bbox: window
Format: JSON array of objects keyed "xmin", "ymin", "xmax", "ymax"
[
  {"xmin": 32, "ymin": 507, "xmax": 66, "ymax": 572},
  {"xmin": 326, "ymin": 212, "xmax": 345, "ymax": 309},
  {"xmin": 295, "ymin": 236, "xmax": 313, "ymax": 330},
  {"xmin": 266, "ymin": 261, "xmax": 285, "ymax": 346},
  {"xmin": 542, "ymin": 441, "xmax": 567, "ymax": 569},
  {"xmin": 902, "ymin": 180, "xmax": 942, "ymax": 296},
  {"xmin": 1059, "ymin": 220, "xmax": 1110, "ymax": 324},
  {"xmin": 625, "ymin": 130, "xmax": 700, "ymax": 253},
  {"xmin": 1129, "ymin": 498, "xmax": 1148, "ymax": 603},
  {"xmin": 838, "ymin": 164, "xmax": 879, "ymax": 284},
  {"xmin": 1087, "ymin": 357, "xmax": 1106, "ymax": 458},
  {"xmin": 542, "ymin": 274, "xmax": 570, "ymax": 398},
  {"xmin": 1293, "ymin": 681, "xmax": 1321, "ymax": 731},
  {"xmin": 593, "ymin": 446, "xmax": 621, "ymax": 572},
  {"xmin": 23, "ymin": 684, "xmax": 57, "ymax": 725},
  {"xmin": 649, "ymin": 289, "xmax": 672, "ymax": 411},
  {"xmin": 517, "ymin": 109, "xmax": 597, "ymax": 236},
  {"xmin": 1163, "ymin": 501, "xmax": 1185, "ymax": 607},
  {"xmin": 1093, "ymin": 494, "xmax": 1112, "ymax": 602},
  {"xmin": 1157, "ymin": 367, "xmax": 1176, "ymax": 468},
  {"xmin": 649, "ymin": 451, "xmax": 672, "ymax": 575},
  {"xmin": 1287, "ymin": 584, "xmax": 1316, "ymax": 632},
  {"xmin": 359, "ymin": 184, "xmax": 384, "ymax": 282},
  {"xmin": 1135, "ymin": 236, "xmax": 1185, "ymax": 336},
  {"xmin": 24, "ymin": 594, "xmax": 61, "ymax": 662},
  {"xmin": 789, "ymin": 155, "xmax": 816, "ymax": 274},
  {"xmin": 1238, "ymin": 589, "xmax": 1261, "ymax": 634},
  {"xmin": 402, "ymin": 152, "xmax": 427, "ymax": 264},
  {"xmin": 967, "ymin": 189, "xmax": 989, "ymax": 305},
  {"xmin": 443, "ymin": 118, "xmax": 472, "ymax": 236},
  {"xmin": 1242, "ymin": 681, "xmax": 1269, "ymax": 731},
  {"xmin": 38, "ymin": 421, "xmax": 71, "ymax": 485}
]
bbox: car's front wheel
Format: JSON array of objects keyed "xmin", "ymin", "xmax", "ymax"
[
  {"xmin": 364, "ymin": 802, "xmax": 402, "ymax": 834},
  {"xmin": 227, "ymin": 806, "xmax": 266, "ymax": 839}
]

### REQUIRED TASK
Reproduce all of the material above line for line, with no changes.

### WORKED SOLUTION
bbox: window
Format: JSON array of objects keyed "xmin", "ymin", "xmax", "ymax"
[
  {"xmin": 32, "ymin": 507, "xmax": 66, "ymax": 572},
  {"xmin": 326, "ymin": 212, "xmax": 345, "ymax": 309},
  {"xmin": 295, "ymin": 236, "xmax": 313, "ymax": 330},
  {"xmin": 266, "ymin": 261, "xmax": 285, "ymax": 346},
  {"xmin": 542, "ymin": 441, "xmax": 567, "ymax": 569},
  {"xmin": 902, "ymin": 180, "xmax": 942, "ymax": 296},
  {"xmin": 1059, "ymin": 220, "xmax": 1110, "ymax": 324},
  {"xmin": 625, "ymin": 130, "xmax": 700, "ymax": 253},
  {"xmin": 1129, "ymin": 498, "xmax": 1148, "ymax": 603},
  {"xmin": 838, "ymin": 164, "xmax": 879, "ymax": 284},
  {"xmin": 1087, "ymin": 357, "xmax": 1106, "ymax": 458},
  {"xmin": 542, "ymin": 274, "xmax": 570, "ymax": 398},
  {"xmin": 1293, "ymin": 681, "xmax": 1321, "ymax": 731},
  {"xmin": 593, "ymin": 446, "xmax": 621, "ymax": 572},
  {"xmin": 23, "ymin": 684, "xmax": 57, "ymax": 725},
  {"xmin": 649, "ymin": 289, "xmax": 672, "ymax": 411},
  {"xmin": 517, "ymin": 109, "xmax": 597, "ymax": 236},
  {"xmin": 1163, "ymin": 501, "xmax": 1185, "ymax": 607},
  {"xmin": 1093, "ymin": 494, "xmax": 1112, "ymax": 602},
  {"xmin": 1157, "ymin": 367, "xmax": 1176, "ymax": 468},
  {"xmin": 649, "ymin": 451, "xmax": 672, "ymax": 575},
  {"xmin": 1287, "ymin": 584, "xmax": 1316, "ymax": 632},
  {"xmin": 359, "ymin": 184, "xmax": 384, "ymax": 282},
  {"xmin": 1135, "ymin": 236, "xmax": 1185, "ymax": 336},
  {"xmin": 24, "ymin": 594, "xmax": 61, "ymax": 662},
  {"xmin": 789, "ymin": 155, "xmax": 816, "ymax": 274},
  {"xmin": 1238, "ymin": 589, "xmax": 1261, "ymax": 634},
  {"xmin": 402, "ymin": 152, "xmax": 427, "ymax": 264},
  {"xmin": 967, "ymin": 189, "xmax": 989, "ymax": 305},
  {"xmin": 443, "ymin": 118, "xmax": 472, "ymax": 236},
  {"xmin": 1242, "ymin": 681, "xmax": 1269, "ymax": 731},
  {"xmin": 38, "ymin": 421, "xmax": 71, "ymax": 485}
]
bbox: car's front wheel
Format: JSON array of objects keyed "xmin", "ymin", "xmax", "ymax"
[
  {"xmin": 364, "ymin": 802, "xmax": 402, "ymax": 834},
  {"xmin": 227, "ymin": 806, "xmax": 266, "ymax": 839}
]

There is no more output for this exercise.